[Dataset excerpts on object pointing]

---

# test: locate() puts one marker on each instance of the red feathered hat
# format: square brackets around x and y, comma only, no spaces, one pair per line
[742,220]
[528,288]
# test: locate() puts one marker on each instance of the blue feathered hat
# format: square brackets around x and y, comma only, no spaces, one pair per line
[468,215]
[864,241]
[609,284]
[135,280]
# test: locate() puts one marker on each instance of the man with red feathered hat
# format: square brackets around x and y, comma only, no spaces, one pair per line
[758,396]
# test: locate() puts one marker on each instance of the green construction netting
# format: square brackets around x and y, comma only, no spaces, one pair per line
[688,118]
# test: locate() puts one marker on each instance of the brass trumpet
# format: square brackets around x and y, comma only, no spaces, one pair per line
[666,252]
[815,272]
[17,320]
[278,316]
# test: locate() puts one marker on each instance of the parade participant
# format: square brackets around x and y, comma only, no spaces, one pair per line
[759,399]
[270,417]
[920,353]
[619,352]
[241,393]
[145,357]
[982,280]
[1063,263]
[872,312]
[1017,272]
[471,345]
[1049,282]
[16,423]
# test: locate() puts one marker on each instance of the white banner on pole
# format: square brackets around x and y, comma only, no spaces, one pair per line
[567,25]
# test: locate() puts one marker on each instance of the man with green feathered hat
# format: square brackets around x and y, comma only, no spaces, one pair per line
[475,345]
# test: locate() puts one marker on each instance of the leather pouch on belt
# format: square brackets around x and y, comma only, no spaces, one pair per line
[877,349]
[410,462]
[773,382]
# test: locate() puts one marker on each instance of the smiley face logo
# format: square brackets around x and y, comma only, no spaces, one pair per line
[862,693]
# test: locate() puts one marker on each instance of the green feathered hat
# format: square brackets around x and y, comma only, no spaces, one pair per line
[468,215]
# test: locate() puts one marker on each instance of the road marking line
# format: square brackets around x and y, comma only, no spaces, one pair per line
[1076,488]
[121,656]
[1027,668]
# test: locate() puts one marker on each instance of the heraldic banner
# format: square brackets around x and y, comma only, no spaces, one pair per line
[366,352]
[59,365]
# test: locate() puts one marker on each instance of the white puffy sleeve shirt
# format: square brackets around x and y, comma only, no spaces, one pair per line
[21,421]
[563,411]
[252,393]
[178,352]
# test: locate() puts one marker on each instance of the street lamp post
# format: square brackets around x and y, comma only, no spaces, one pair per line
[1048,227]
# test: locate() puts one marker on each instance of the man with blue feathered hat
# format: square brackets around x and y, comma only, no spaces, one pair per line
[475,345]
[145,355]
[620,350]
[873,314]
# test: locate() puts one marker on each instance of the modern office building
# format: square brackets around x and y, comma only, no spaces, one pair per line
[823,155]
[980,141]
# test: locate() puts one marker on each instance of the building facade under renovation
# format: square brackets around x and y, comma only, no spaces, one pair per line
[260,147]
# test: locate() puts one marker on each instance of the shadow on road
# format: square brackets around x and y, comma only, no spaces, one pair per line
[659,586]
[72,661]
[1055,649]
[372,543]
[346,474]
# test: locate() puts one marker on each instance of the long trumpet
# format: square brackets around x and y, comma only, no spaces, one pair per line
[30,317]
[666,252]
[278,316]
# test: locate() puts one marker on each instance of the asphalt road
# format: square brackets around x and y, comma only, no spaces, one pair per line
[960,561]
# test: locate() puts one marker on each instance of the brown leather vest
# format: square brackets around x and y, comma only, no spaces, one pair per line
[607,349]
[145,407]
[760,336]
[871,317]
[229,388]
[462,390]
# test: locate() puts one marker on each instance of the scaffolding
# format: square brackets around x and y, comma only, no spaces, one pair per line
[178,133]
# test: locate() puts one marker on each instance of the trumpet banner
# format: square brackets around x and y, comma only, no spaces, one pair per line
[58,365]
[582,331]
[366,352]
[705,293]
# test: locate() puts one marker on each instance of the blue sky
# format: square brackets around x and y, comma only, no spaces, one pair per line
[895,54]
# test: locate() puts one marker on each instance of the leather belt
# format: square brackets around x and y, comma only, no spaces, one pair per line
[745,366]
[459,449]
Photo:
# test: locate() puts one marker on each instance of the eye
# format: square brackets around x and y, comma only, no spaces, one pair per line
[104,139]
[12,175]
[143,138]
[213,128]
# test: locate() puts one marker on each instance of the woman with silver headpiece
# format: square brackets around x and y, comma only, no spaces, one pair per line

---

● What the task requires:
Output every line of the entries above without any alteration.

● Written reply:
# test: locate() puts one marker on each instance of the red feathered hat
# format: square brackets around x and y, comma only, no spaces, one pair per line
[742,220]
[528,288]
# test: locate() puts one marker on each instance of the blue feathered hat
# format: square brackets around x and y, comma only, no spaces, one pair per line
[468,215]
[864,241]
[609,284]
[135,280]
# test: locate() puts one marker on each instance of the man with red feathered hat
# format: square brackets around x and y, comma only, no spaces, one pair per line
[758,396]
# test: locate() puts one marker on each instance of the green construction netting
# format: square brackets around x and y, comma only, no spaces, one pair per line
[688,118]
# test: locate() puts one marker on each instance of the brass trumpet
# format: square brackets around x and y, comma only, no spaces, one pair per line
[666,252]
[815,272]
[17,320]
[278,316]
# test: locate() puts one marker on each instance of the parade participant
# format: square brackets around x and y, comma only, no spaces, one pair per line
[759,399]
[270,417]
[920,353]
[619,352]
[241,393]
[145,357]
[982,280]
[1063,263]
[872,312]
[1017,272]
[471,345]
[1049,282]
[16,423]
# test: locate() puts one marker on each instance of the white banner on pole
# format: square brackets around x and y, comma only, no spaces, one pair per line
[567,25]
# test: locate() puts one marker on each instance of the man with green feathered hat
# format: square brackets around x and y, comma only, no spaces, one pair per line
[475,345]
# test: locate() puts one marker on each instance of the leather pouch on belt
# format: square brackets around x and y, comma only, no spaces, one pair per line
[877,349]
[410,462]
[773,382]
# test: locate() puts one marker on each instance of the smiley face logo
# format: square brackets around x and y, comma only, no spaces, one pair per line
[862,693]
# test: locate() puts one marker on each instance of the green feathered hat
# format: square brackets around x and y, comma only, no spaces, one pair per line
[468,215]
# test: locate() puts one marker on each instance of the road marking line
# format: square brackets around x and y, comma only, no spaces, one pair per line
[1076,488]
[121,656]
[1027,668]
# test: locate() puts one marker on each instance of the heraldic banner
# format: square brackets around x and y, comma only, no spaces, one pair per line
[366,352]
[59,365]
# test: locate() puts one marker on each instance of the white puffy sleeve shirt
# format: square brackets around x and y, comma only, no spaces, one pair per line
[21,421]
[563,411]
[252,393]
[178,352]
# test: locate() puts one marker on each instance of the street lamp post
# format: square brackets around x and y, comma only, no spaces, one pair per line
[1048,227]
# test: locate() puts one marker on each instance of the man with blue feathered hat
# format: square brackets around x and y, comma only, no spaces, one pair per line
[475,345]
[145,355]
[620,350]
[873,314]
# test: locate() puts one marker on each instance of the modern office building
# format: square brackets around x and y, comma only, no spaces, one pair per line
[823,155]
[980,141]
# test: locate() puts one marker on each instance of the building facade under renovation
# format: square brackets around x and y, comma only, no spaces, one pair per line
[260,147]
# test: locate() puts one marker on each instance of the shadow on road
# format: square brackets around x and y, comma only, no spaces, one pair per line
[659,586]
[72,661]
[1055,649]
[372,543]
[346,474]
# test: locate() puts one marker on each instance of the long trumpet
# format: square brackets around x and y, comma only, no spaces, one pair per line
[30,317]
[666,252]
[278,316]
# test: locate() puts one marker on each instance of the asphalt road
# format: square brackets around x and y, comma only, no spaces, one pair per line
[960,561]
# test: locate() puts one marker on each instance of the brown leather vest
# format: square brackets around x and y, comma only, no spaces, one pair per line
[607,349]
[145,407]
[760,336]
[871,317]
[229,388]
[462,390]
# test: locate() puts one marker on each instance of the scaffolding
# format: square brackets around x and y, comma only, no spaces, one pair per line
[178,133]
# test: locate() puts one marker on each instance of the trumpet banner
# format: square brackets around x and y, comma only, no spaces, one pair per line
[58,365]
[582,331]
[366,352]
[705,293]
# test: locate() puts one marker on each instance of the blue sky
# format: square brackets around x and y, comma only, no spaces, one pair per line
[895,54]
# test: locate() puts one marker on each instance of the leather belt
# format: square brackets around x and y, comma only, no spaces, one pair per line
[745,366]
[459,449]
Photo:
# test: locate() puts one marker on each instance of the eye
# format: square brackets around x and y, comma only, no spaces, one pair per line
[104,139]
[12,175]
[143,138]
[213,128]
# test: locate() puts one marker on each instance of the woman with silver headpiece
# format: square brackets around x and y, comma only, no spaces, one pair per line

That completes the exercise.